Coordinate annotation records:
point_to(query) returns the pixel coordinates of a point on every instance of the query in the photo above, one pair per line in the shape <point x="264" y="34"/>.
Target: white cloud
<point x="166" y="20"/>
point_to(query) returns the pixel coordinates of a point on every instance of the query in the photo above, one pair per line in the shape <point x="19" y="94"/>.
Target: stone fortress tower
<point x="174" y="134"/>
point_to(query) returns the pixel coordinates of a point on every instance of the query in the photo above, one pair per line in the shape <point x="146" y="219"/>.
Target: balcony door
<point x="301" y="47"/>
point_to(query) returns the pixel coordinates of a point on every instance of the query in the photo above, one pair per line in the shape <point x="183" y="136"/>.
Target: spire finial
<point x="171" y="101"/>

> **YOUR GOAL**: The records above should be duplicated in full, exactly as given.

> **RESPONSE TO THE EXERCISE**:
point_to(query) returns the pixel coordinates of a point on every instance of the query in the photo above, one pair per line in the shape <point x="264" y="34"/>.
Target: white cloud
<point x="166" y="20"/>
point_to(query) returns the pixel coordinates of a point on every instance of the query in the photo above, one pair per line in the shape <point x="19" y="94"/>.
Target: stone fortress tower
<point x="174" y="134"/>
point_to(query) returns the pixel coordinates of a point on every instance of the query in the photo above, one pair per line in the shape <point x="146" y="219"/>.
Target: balcony door
<point x="301" y="47"/>
point_to(query) returns the pixel coordinates of a point on every instance of the query in the photo above, one pair per line in the shape <point x="183" y="136"/>.
Target: spire finial
<point x="171" y="101"/>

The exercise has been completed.